:: Supplied text ::

Key takeaways:
- Upcycling is starting to take hold in Africa’s food sector as bakeries and snack makers repurpose leftovers and offcuts.
- Finance, policy support and platforms like Standard Bank’s OneFarm Share are essential to scaling waste-reduction efforts.
- Surplus nuts, fruit and bakery byproducts are being turned into new snacks and cereals, proving waste can create value.
Bakers, snack makers and suppliers in Africa are slowly embracing upcycling as they search for ways to cut waste amid rising costs and supply chain uncertainties.
Global momentum is already building. Research by Allied Market Research valued the upcycled foods market at $53.7bn in 2021 and projects it to almost double within five years.
For Africa, adopting food waste reduction is especially critical, given the combined pressures of production economics, climate change and food insecurity. Stuart McClarty, president of the South African Bakers Association (SABA), said food manufacturers in Africa must also move quickly to catch up with global players like Nestlé and Mondelez, which have already embedded upcycling into their operations.

:::
:: Provided information ::

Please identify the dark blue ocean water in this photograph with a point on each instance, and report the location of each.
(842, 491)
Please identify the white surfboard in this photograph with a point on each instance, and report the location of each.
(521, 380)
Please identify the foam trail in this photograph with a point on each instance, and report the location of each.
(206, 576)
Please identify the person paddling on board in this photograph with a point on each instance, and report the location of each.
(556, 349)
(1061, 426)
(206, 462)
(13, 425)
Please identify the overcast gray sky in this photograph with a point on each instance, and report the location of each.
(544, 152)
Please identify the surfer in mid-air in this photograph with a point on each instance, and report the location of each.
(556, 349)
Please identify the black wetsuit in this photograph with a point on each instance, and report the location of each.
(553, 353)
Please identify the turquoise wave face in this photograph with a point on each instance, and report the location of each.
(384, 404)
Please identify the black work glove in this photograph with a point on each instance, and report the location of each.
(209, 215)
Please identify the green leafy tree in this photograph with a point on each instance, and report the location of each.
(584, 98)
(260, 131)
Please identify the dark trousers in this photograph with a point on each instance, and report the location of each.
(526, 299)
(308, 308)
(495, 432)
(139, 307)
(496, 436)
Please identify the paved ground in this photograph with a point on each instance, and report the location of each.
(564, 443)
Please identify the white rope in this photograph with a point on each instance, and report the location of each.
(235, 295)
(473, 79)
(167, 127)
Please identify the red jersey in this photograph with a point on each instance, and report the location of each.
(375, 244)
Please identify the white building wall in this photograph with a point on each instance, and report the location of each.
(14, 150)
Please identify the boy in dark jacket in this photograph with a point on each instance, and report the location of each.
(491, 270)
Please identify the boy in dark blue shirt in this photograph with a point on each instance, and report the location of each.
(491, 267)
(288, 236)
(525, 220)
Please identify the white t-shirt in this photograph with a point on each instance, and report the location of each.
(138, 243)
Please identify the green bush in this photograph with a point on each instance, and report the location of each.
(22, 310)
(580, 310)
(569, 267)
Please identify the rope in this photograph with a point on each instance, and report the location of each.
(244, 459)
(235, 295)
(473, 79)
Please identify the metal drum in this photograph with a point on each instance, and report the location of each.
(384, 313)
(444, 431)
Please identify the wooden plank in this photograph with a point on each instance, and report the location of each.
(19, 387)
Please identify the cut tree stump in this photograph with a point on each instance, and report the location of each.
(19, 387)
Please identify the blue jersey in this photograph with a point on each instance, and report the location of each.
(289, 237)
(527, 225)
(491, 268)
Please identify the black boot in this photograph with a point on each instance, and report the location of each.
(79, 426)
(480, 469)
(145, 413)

:::

Work order 1 –
Transcribe the upcycling article from "Bakers, snack makers" up to and including "supply chain uncertainties.".
Work order 2 –
In the upcycling article, what value did Allied Market Research put on the upcycled foods market in 2021?
Work order 3 –
Take the upcycling article further, picking up after its last sentence.

Task answer 1 –
Bakers, snack makers and suppliers in Africa are slowly embracing upcycling as they search for ways to cut waste amid rising costs and supply chain uncertainties.

Task answer 2 –
$53.7bn

Task answer 3 –
“It’s important to upcycle in food and snacks production, more so in the bakery industry here in South Africa and elsewhere across the continent,” said McClarty. “Any good bakery, for example, will turn a day-old cake into cake pops or something else that isn’t wasted.”
Local bakeries learning from global giants

Nestlé has begun working with farmers in Kenya, providing preservation systems that turn surplus fruit and vegetables into less perishable products. The challenge, McClarty added, is ensuring manufacturers properly manage offcuts so they can be reused instead of discarded. What cannot be reintegrated into food can often be sold into the livestock feed market, as seen in Zimbabwe and South Africa where pig and poultry farmers use bakery waste as feedstock.
Nestlé’s work with Kenyan farmers to cut food waste
The Swiss conglomerate has introduced simple preservation systems so that surplus fruit and vegetables last longer and can still be sold.
The move builds on the Nescafé Plan, which started in Kenya in 2011. That program has trained thousands of coffee farmers, supplied new seedlings and set up demo plots to reduce crop losses. More recently, Nestlé has added ‘agripreneurship’ workshops in counties such as Nyeri and Murang’a. Farmers are encouraged to grow extra crops like arrowroot or tree tomato and shown how to handle them better after harvest.
A nutrition component runs alongside. Through its Farmer Family Nutrition project, Nestlé promotes kitchen gardens and encourages families to use surplus produce in meals rather than let it spoil.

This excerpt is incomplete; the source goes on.